▸ Task description: How many lines in the material below contain the word "dark"? Reply with only the number.

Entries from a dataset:
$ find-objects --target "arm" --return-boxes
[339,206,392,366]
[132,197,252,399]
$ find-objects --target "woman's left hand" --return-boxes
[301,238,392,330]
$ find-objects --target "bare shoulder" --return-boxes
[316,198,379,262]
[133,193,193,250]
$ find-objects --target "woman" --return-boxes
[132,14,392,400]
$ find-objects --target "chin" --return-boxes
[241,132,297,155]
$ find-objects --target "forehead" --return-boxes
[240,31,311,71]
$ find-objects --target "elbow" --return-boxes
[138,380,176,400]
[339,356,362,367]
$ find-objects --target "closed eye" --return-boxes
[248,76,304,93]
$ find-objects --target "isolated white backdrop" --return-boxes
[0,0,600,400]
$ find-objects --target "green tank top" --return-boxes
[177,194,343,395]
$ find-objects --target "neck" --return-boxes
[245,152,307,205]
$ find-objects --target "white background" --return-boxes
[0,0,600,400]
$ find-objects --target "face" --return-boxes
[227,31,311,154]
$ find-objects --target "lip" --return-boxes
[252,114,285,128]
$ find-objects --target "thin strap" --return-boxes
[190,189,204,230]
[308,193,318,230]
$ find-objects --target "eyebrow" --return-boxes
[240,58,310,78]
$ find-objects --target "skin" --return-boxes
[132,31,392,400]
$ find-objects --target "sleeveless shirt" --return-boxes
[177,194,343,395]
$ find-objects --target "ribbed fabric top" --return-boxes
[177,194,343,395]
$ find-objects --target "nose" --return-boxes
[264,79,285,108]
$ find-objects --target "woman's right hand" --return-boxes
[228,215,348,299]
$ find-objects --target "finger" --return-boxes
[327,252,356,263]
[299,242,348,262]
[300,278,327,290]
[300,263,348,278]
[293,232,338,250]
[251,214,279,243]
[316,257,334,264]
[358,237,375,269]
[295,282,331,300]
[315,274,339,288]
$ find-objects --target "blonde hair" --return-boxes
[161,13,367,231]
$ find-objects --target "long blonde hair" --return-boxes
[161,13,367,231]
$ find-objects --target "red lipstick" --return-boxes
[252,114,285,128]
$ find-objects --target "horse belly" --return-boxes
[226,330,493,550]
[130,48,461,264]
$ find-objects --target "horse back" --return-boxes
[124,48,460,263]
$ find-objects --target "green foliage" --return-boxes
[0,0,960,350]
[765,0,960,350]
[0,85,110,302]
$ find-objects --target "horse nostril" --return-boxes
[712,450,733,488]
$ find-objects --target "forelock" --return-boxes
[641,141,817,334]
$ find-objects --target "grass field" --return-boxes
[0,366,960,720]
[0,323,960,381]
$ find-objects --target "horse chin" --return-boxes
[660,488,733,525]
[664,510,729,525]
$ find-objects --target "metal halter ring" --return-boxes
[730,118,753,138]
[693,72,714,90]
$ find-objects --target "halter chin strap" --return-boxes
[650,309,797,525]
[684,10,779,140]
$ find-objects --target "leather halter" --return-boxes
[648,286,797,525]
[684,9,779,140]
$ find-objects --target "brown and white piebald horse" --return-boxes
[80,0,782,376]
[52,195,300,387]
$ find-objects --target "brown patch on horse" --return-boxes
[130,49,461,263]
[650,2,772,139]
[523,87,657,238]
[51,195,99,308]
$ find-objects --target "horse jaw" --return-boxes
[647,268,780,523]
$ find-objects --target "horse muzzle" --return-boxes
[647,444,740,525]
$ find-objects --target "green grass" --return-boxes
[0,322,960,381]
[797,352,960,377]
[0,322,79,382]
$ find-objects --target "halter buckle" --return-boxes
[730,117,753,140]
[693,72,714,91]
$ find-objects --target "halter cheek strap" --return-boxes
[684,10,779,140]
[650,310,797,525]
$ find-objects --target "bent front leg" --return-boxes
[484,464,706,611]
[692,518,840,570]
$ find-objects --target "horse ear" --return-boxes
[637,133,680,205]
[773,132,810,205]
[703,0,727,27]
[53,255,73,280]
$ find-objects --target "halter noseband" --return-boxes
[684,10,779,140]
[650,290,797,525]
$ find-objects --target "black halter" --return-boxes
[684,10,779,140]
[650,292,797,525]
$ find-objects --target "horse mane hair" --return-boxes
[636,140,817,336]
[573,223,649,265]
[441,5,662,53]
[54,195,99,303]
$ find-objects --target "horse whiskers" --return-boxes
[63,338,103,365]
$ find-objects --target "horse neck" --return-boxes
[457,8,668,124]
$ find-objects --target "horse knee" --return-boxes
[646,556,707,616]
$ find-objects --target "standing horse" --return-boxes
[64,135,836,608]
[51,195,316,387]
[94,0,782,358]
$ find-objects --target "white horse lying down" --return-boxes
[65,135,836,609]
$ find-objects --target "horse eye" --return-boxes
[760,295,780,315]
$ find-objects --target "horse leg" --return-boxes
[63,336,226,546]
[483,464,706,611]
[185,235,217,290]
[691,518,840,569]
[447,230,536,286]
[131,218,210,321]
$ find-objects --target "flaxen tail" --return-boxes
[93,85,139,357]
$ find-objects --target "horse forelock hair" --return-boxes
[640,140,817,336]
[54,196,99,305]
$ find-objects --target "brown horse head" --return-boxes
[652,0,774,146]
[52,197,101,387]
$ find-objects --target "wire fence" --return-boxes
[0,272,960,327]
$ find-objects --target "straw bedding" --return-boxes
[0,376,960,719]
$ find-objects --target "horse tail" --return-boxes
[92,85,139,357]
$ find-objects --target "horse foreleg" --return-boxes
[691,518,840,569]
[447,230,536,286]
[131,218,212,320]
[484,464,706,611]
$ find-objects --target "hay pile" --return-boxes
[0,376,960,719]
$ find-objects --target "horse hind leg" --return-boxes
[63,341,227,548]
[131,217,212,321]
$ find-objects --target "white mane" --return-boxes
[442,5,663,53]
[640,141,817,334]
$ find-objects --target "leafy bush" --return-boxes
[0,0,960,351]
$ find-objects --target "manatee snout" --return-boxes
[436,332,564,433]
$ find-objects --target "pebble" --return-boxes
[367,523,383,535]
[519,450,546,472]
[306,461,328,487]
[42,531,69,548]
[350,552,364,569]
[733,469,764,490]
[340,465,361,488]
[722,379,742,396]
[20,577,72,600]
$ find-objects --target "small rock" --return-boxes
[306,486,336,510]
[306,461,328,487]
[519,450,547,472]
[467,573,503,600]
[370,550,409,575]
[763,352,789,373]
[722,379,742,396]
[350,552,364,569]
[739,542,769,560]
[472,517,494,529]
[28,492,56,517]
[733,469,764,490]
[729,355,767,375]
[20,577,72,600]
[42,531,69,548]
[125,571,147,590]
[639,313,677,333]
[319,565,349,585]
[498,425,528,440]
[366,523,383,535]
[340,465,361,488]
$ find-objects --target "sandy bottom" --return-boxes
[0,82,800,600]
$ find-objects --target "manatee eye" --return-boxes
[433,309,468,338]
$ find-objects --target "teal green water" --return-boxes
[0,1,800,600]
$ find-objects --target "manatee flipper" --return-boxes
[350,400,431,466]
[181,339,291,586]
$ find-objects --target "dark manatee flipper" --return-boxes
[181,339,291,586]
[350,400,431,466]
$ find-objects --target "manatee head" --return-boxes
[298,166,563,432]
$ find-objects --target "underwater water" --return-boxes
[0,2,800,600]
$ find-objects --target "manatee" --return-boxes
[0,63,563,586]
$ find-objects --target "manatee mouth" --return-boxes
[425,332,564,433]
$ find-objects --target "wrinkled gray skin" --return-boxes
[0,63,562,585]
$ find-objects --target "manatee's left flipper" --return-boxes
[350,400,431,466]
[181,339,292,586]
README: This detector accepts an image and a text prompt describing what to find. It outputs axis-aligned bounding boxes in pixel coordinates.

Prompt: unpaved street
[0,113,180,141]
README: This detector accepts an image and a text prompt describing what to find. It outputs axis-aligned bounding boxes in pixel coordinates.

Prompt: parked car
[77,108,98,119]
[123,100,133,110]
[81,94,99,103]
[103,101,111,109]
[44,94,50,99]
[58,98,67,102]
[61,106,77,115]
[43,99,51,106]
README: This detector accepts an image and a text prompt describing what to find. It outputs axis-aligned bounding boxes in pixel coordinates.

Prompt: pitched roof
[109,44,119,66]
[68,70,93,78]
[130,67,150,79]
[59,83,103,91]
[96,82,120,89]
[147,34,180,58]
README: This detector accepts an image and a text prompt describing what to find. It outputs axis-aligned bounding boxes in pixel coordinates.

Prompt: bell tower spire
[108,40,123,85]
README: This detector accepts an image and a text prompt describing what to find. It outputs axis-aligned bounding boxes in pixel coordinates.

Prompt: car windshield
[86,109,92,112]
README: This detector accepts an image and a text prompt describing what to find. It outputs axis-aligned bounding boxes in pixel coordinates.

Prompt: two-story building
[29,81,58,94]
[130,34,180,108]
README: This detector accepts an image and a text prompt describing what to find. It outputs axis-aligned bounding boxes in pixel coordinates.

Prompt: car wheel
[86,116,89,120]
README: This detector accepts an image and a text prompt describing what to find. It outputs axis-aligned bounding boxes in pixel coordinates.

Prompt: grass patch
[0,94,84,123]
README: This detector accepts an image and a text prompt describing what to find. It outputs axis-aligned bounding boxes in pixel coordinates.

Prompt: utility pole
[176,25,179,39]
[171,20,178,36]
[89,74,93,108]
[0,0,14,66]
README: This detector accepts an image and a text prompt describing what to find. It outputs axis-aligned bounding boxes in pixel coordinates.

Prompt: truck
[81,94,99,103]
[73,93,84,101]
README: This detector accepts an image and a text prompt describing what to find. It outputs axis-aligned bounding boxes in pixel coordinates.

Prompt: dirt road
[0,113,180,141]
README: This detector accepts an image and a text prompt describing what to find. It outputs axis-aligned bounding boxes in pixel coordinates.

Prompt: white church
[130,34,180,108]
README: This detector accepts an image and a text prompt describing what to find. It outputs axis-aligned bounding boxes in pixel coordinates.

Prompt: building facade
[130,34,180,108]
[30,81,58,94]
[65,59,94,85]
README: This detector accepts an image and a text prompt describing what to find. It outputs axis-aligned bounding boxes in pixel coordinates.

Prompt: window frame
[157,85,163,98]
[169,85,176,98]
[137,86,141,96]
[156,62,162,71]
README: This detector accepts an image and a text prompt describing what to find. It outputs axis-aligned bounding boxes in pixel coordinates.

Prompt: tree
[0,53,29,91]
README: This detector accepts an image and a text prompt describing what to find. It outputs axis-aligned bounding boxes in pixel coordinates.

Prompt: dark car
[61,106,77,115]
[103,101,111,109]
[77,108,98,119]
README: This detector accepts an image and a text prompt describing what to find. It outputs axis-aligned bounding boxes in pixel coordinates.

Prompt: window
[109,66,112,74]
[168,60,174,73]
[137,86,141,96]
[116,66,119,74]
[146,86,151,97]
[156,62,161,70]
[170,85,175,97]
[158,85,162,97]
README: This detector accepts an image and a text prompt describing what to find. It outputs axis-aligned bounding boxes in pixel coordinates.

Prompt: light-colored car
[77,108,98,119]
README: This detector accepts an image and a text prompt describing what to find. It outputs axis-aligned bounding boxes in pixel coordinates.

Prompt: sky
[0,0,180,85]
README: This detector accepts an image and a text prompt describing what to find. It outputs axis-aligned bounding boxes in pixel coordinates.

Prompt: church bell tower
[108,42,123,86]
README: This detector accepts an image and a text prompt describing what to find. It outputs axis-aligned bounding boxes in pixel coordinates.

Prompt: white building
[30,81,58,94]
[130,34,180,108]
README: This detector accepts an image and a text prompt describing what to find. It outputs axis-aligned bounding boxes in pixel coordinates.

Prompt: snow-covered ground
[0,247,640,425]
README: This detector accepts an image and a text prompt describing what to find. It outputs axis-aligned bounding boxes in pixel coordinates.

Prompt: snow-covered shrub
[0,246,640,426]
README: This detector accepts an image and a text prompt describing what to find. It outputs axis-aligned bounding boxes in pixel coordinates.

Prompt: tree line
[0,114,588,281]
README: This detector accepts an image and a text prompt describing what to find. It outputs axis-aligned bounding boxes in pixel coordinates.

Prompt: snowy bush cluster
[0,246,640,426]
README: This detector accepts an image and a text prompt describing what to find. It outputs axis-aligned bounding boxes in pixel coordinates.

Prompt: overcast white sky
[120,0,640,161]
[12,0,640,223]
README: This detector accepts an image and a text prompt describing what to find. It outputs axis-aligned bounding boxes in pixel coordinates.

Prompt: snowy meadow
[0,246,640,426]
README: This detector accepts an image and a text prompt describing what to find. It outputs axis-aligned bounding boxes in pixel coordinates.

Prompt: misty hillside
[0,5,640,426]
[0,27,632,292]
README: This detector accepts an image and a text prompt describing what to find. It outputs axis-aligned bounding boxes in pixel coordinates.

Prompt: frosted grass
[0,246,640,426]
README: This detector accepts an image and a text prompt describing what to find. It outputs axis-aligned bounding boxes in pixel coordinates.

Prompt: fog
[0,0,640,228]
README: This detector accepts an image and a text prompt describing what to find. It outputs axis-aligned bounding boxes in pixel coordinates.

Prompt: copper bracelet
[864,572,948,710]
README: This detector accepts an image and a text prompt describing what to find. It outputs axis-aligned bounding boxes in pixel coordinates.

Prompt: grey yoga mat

▸ Result for this task: 2